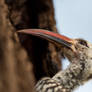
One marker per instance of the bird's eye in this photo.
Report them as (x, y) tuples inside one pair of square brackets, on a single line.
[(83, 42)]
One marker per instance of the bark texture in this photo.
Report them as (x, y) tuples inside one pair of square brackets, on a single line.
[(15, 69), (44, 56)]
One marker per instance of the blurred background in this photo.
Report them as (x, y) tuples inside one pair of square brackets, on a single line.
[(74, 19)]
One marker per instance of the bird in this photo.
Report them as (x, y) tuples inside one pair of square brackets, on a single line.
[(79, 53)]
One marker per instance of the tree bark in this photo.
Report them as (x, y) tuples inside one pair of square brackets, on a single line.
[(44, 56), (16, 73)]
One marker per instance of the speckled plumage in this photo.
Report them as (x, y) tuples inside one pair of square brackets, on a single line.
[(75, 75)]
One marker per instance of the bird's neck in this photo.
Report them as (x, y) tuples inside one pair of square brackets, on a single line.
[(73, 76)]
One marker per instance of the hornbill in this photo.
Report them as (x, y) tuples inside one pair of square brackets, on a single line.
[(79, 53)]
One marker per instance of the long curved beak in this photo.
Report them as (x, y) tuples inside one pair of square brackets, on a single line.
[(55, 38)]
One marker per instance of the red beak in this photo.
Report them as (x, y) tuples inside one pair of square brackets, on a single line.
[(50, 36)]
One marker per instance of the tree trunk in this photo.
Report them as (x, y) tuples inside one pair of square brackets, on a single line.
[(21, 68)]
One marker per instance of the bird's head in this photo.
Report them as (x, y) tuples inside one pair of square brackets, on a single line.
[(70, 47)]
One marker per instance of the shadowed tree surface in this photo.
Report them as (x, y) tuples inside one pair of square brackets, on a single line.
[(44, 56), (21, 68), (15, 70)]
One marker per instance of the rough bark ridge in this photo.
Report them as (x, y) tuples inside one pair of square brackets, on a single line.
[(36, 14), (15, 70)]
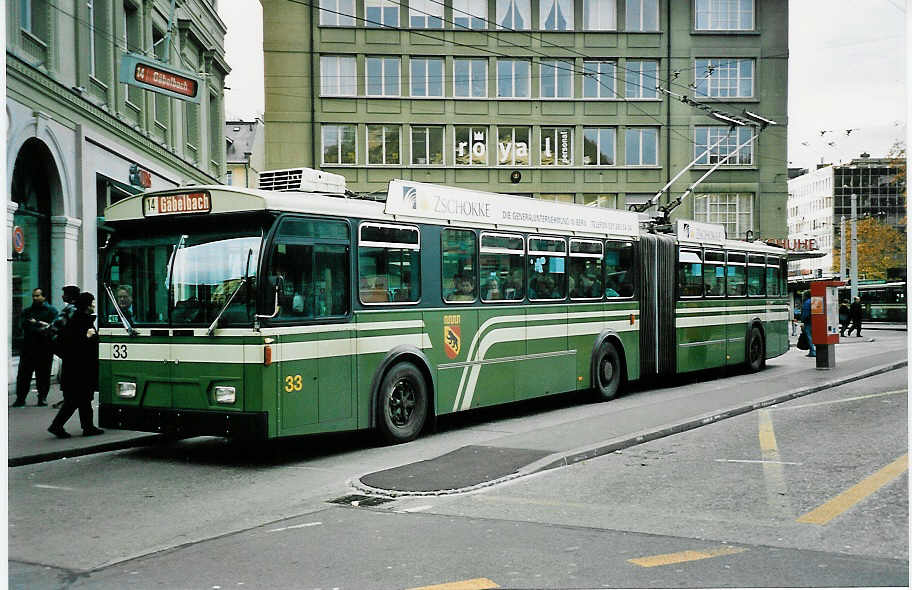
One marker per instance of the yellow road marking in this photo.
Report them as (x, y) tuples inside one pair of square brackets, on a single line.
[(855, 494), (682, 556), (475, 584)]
*****
* **Objective**
Convert the entries, from the line containing "One marker per instance of the long" through the end of the entries, inclusive, into a two-column CSV with the headers text and answer. Use one row per entry, put each value in its own quoted field with line breaks replaced by spaces, and leave out the pictures.

* **Result below**
text,answer
"One marker per instance of the long curved beak in this photo. Report them as (x, y) tuples inside one pair of square brackets, on a single line.","[(55, 38)]"
"One marker per instance of the red beak in this photo. Report them as (x, y) tuples inside one pair of square brackets, on a single line.","[(50, 36)]"
"One marker per instance of the tree trunk in this photo. Report them as (x, y) tuples inside one pair of square brackets, on a single line.","[(21, 68)]"
"One marker per instance of the bird's head in this photo. Report them as (x, y) tuples inside one pair of square brackets, on a single line.","[(70, 47)]"
"One marker per instance of the shadowed tree surface in this photo. Report them as (x, y) tuples inside one pair of square brackets, on a single line.","[(44, 56), (21, 68), (15, 70)]"
"One marker per instance of the rough bark ridge in this photo. Report them as (x, y) tuples inside one pair of square brackets, on a single line.","[(36, 14), (15, 70)]"
"One marker per instance of the yellow road marking in this photo. Report them as (x, y) tuples inside one pair of square brackets, on a single line.","[(855, 494), (682, 556), (475, 584)]"